[[ WORKING DATA, beginning ]]

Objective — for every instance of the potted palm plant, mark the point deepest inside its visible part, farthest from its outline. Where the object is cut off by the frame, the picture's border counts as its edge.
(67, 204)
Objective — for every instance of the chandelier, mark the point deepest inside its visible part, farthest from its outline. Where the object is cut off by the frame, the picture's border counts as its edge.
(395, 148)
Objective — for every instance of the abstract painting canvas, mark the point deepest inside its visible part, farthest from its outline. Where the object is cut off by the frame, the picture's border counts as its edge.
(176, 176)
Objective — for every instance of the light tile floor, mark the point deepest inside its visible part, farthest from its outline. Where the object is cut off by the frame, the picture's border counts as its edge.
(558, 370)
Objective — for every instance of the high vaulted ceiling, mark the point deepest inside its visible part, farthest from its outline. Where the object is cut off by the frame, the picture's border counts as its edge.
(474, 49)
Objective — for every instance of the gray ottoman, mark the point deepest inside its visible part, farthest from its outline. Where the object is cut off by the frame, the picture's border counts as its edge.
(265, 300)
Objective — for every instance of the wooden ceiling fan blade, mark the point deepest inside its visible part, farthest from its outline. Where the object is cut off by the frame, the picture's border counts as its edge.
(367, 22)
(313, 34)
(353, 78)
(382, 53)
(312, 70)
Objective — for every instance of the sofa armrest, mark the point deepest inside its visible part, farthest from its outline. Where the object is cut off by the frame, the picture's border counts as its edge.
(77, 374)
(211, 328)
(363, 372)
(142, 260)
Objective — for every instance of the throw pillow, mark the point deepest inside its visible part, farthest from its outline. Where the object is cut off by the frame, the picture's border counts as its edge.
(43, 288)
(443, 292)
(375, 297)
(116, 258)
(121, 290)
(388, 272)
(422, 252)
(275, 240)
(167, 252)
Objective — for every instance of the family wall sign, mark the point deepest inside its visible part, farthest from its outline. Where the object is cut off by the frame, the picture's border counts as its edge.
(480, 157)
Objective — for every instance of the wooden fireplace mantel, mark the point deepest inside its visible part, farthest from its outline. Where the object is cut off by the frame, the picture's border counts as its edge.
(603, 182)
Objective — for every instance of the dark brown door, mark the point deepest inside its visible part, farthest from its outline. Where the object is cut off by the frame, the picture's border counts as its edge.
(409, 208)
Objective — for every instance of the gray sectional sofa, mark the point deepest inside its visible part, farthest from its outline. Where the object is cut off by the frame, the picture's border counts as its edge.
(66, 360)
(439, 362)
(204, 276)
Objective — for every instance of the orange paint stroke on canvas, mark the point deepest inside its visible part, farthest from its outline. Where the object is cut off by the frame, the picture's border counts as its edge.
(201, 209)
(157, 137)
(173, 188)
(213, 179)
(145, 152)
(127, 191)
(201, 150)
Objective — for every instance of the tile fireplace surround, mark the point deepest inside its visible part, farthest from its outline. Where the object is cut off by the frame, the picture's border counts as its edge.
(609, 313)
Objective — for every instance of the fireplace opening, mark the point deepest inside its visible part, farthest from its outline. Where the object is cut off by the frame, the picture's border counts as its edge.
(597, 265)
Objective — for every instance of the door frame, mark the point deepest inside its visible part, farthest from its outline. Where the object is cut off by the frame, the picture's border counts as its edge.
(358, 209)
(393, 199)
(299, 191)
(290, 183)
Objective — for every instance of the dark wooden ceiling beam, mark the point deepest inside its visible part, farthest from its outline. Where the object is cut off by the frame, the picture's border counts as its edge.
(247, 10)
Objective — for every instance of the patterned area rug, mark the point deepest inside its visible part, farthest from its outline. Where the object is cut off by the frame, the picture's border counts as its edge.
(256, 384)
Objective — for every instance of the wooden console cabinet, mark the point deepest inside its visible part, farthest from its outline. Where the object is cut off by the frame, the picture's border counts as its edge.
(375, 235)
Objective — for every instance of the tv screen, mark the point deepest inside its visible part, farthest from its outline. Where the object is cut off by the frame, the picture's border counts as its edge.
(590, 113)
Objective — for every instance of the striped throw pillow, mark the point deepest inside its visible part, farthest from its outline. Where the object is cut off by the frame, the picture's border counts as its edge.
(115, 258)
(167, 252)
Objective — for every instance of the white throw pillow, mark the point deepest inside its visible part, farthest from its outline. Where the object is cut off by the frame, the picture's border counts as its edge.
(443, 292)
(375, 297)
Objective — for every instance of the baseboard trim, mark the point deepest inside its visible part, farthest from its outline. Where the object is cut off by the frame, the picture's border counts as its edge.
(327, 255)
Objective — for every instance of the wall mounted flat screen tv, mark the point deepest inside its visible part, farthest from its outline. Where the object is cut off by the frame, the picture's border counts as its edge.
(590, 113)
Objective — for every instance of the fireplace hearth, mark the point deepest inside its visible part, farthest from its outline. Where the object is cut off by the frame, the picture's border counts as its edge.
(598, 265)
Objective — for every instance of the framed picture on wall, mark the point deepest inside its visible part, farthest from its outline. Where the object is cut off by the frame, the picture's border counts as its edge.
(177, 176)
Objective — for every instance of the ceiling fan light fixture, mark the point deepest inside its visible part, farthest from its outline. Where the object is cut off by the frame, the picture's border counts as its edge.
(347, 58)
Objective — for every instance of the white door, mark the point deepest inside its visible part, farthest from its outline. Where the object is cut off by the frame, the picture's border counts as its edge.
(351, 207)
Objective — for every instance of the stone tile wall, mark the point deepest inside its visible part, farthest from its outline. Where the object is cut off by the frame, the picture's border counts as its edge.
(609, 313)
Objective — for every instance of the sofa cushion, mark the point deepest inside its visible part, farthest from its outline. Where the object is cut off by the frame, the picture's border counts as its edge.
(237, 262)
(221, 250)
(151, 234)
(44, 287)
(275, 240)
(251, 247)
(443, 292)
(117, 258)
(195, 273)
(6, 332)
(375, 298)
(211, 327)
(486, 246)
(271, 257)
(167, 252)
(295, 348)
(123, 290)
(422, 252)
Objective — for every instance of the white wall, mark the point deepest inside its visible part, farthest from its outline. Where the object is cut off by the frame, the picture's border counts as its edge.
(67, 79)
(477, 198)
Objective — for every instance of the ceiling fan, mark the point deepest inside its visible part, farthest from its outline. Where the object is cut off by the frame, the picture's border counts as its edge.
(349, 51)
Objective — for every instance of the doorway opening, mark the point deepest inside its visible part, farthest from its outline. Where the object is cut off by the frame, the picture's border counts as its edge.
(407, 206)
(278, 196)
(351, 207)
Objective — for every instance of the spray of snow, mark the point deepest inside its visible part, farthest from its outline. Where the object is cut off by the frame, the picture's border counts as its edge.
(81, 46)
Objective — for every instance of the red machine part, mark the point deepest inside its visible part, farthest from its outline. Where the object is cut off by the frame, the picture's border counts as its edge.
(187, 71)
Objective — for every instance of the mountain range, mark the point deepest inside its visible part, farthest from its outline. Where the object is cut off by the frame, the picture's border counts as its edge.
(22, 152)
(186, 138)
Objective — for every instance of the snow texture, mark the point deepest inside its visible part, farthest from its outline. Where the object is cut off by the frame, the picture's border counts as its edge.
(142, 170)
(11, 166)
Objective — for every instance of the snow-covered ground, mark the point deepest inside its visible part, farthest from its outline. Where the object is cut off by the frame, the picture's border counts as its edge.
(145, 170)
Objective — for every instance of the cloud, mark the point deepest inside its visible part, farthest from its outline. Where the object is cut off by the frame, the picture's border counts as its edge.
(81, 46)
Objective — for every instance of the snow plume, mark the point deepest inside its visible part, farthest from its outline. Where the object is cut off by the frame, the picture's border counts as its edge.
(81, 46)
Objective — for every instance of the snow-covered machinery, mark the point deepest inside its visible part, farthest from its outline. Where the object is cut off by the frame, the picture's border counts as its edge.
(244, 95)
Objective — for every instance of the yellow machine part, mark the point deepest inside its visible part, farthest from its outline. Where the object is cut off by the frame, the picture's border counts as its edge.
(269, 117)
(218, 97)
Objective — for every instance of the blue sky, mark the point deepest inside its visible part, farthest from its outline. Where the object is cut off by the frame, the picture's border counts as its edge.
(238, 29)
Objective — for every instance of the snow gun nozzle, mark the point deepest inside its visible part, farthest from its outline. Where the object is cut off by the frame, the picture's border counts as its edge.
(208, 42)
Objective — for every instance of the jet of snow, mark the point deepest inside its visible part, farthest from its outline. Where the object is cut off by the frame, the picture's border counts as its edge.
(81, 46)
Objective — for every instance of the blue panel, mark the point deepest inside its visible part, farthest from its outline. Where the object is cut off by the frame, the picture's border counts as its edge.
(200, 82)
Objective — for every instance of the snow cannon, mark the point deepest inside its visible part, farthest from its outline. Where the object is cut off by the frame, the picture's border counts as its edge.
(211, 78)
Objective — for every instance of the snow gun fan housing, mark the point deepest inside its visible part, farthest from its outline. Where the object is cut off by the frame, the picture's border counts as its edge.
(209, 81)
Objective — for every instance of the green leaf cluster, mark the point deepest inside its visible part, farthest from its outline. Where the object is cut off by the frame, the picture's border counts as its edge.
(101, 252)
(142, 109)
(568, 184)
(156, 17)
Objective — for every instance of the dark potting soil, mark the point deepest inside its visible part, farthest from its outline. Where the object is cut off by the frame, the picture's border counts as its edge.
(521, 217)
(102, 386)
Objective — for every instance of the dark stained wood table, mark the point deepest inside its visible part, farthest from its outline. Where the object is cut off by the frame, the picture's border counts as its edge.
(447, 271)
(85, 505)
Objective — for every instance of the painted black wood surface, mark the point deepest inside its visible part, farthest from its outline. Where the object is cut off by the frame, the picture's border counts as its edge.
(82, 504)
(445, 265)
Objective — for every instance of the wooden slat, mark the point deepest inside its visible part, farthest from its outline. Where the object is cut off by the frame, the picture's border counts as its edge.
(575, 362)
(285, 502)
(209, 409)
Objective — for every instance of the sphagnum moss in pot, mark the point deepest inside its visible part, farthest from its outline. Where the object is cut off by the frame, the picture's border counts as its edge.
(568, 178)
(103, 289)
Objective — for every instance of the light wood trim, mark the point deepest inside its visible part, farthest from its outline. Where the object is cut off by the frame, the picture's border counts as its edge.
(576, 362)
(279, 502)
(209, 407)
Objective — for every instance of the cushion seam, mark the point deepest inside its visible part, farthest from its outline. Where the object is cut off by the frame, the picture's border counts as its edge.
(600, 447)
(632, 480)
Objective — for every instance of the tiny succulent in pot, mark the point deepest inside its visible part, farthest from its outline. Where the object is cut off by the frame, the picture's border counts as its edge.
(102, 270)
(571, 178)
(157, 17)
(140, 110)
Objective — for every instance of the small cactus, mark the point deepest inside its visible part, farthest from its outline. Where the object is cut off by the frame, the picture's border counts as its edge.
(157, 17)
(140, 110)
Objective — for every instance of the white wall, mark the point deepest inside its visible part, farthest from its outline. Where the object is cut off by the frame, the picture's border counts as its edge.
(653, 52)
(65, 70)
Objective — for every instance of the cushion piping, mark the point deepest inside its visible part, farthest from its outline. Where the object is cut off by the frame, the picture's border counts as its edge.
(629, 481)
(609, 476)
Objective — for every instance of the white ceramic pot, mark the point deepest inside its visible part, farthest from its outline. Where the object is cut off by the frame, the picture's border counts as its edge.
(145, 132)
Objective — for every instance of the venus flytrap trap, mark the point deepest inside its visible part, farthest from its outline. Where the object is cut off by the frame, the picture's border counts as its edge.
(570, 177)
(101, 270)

[[ WORKING DATA, end ]]

_AIM OF THE TASK:_ An exact restatement of the lines from the one with "Objective — for every instance of the white ceramic" through the last line of the data is the only acceptable answer.

_RESPONSE BOX:_
Objective — for every instance of the white ceramic pot, mark the point deepest inside its visible part, farthest from its outline. Where the object is cut off by the frame, the picture's border counts as its edge.
(145, 132)
Objective — for every instance of the venus flytrap trap, mark the point deepest inside its visible part, farthest from its outline. Where the object is cut off by the frame, the picture's border counts as its edge.
(570, 177)
(101, 270)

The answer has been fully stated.